* _PROBLEM DESCRIPTION_
From the entries below, please output exactly the lines starting at the one containing "each like [15,211]." and ending at the one containing "each like [309,243].", both included.

--- EXTRACTED MATERIAL ---

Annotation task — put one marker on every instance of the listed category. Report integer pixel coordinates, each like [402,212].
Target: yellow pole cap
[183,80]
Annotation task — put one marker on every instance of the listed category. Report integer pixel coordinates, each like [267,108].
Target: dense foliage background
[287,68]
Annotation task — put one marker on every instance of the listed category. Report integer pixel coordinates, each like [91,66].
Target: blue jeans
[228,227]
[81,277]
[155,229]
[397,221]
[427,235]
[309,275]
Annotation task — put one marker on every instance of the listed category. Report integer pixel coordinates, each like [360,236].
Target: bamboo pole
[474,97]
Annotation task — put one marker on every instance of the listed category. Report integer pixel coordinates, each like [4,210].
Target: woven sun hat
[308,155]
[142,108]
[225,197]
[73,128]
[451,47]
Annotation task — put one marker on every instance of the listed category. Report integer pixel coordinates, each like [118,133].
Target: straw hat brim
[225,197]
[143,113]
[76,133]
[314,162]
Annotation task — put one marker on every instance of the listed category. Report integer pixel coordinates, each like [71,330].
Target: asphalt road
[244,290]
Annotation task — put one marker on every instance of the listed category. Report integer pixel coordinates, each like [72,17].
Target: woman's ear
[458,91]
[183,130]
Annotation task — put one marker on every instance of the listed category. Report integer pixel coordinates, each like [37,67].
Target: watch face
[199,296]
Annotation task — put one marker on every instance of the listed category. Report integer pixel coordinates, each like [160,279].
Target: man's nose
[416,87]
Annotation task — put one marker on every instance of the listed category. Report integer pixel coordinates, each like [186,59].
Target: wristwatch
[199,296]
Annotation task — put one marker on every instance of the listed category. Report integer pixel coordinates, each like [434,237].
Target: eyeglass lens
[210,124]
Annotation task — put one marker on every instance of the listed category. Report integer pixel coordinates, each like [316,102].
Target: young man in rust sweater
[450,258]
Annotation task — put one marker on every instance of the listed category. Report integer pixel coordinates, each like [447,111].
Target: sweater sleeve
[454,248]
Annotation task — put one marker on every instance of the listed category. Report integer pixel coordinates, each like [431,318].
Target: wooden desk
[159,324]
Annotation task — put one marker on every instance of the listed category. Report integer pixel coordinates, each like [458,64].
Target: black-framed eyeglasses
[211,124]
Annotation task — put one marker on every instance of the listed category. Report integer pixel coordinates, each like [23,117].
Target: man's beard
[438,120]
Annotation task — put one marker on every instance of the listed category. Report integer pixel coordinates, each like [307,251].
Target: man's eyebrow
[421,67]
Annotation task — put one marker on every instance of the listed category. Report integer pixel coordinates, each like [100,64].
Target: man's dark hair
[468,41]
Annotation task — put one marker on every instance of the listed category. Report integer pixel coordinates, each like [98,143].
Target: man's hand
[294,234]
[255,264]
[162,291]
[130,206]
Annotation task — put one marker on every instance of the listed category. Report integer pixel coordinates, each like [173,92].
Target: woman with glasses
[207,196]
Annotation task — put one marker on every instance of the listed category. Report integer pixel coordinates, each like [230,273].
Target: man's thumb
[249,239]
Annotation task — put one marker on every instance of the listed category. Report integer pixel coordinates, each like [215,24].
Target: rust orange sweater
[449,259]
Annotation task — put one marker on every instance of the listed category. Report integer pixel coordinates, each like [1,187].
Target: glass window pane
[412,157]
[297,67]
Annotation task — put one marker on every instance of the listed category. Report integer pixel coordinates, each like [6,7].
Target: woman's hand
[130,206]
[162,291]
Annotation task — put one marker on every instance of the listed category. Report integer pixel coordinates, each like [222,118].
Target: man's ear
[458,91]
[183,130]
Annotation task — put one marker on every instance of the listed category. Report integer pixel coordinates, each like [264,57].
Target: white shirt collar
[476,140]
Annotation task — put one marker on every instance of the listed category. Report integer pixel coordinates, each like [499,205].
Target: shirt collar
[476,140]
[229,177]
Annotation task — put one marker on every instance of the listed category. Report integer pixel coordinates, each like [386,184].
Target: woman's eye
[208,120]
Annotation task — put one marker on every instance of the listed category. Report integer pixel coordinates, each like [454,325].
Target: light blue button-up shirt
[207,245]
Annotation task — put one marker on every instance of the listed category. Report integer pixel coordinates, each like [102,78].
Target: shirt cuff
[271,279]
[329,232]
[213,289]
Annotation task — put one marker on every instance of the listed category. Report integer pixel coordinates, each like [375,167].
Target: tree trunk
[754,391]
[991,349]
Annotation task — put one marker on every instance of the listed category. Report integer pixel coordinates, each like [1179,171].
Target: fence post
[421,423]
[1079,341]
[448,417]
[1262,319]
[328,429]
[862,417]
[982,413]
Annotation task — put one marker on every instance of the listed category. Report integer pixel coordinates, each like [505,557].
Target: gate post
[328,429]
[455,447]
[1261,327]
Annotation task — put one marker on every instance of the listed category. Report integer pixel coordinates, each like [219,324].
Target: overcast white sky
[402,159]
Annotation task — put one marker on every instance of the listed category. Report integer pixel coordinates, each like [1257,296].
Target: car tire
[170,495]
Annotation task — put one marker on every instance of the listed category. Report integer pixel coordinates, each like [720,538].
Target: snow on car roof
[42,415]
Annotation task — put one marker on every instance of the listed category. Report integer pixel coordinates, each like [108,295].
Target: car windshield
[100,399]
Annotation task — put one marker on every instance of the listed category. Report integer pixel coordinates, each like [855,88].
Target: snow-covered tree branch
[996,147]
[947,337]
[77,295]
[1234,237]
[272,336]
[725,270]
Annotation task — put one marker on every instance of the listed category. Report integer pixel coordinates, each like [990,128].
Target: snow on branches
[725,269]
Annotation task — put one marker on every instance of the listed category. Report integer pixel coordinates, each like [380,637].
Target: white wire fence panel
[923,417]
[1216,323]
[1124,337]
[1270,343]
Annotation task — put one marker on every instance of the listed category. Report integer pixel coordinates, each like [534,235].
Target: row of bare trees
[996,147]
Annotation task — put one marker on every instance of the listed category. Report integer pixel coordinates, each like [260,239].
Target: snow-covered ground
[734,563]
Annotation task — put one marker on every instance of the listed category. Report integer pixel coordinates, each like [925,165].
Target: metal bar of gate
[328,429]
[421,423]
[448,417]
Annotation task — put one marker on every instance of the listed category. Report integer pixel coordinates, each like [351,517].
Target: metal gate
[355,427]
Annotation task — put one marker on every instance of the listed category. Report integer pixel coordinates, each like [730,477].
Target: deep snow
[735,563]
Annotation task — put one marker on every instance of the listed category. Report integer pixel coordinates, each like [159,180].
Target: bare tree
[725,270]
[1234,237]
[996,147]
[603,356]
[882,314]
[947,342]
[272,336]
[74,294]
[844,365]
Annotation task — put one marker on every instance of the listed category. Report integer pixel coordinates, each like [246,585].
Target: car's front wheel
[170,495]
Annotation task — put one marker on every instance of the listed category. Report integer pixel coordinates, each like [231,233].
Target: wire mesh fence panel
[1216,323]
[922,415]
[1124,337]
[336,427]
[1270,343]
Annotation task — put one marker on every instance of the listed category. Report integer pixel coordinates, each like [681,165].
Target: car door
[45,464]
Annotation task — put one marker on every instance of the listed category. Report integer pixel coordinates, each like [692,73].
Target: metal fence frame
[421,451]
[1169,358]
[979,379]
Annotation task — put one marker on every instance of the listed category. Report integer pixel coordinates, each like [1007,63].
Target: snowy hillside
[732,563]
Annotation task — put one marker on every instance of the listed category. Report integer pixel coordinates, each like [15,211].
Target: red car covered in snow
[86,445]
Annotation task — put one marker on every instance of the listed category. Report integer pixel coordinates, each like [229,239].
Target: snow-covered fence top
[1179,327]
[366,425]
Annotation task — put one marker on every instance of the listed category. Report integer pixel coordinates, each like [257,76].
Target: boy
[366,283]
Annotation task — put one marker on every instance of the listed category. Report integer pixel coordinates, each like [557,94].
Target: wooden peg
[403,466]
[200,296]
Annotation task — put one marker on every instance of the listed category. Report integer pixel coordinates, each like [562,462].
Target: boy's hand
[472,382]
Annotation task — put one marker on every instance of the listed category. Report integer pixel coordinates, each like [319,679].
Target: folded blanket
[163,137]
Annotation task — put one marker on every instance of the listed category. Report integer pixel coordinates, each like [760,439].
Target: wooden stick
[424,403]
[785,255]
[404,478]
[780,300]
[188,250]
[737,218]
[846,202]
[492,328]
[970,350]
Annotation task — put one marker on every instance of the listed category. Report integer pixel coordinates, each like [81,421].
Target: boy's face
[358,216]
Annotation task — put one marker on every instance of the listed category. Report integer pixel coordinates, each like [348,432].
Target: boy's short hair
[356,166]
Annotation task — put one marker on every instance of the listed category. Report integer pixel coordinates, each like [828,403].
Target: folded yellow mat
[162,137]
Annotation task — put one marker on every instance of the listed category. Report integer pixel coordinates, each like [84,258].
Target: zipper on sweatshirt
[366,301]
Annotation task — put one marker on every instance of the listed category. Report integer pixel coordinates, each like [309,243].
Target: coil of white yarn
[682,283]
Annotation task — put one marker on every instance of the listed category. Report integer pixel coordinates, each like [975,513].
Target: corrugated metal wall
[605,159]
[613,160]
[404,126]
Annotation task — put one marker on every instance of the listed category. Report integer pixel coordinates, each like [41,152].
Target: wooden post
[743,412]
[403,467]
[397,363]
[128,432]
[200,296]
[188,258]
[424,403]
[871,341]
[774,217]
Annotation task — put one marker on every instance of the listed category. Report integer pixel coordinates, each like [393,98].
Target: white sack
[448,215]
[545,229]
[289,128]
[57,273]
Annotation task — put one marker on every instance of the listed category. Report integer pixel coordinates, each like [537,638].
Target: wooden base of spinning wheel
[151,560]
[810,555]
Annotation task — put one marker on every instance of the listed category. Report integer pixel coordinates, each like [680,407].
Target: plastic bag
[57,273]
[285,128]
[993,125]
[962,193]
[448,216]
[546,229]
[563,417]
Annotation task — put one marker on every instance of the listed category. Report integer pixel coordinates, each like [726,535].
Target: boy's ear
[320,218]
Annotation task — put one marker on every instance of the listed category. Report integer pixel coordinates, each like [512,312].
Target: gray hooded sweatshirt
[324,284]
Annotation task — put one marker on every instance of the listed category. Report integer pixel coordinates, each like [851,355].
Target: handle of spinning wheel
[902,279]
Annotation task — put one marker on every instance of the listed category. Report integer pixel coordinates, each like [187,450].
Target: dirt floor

---

* _OUTPUT FOR THIS EXERCISE_
Annotation task — put one marker on every instance of the listed category. Report integer pixel coordinates, each like [15,211].
Target: red car covered in snow
[86,445]
Annotation task — put one marker on every instance of the listed category. Report integer pixel coordinates, each like [229,239].
Target: snow-covered fence top
[1179,327]
[366,425]
Annotation task — put one marker on every instance of the listed category. Report integer pixel coordinates, each like [257,76].
Target: boy
[366,283]
Annotation task — put one marker on every instance of the listed category. Report integer pixel coordinates, each like [557,94].
Target: wooden peg
[403,466]
[200,296]
Annotation task — put one marker on every instance of the listed category. Report integer pixel coordinates, each like [562,462].
Target: boy's hand
[472,382]
Annotation task — put one marker on every instance of the listed category. Report integer pixel coordinates, each like [319,679].
Target: folded blanket
[163,137]
Annotation task — put one marker on every instance of the listed category. Report integer pixel coordinates, each like [760,439].
Target: wooden stick
[424,403]
[785,255]
[404,478]
[780,300]
[188,250]
[737,218]
[846,202]
[492,328]
[970,350]
Annotation task — put one marker on every instance of the listed category. Report integer pixel coordinates, each like [81,421].
Target: boy's face
[358,216]
Annotation task — put one marker on every instance of the listed category. Report integer pixel coordinates, each like [348,432].
Target: boy's short hair
[356,166]
Annotation task — put one marker on every instance of the listed category. Report integer pixel coordinates, each like [828,403].
Target: folded yellow mat
[162,137]
Annotation task — put one marker on every instance of the listed category. Report integer pixel coordinates, each like [84,258].
Target: zipper on sweatshirt
[366,301]
Annotation task — put one marker on every instance of the listed category. Report integer pixel coordinates, each like [309,243].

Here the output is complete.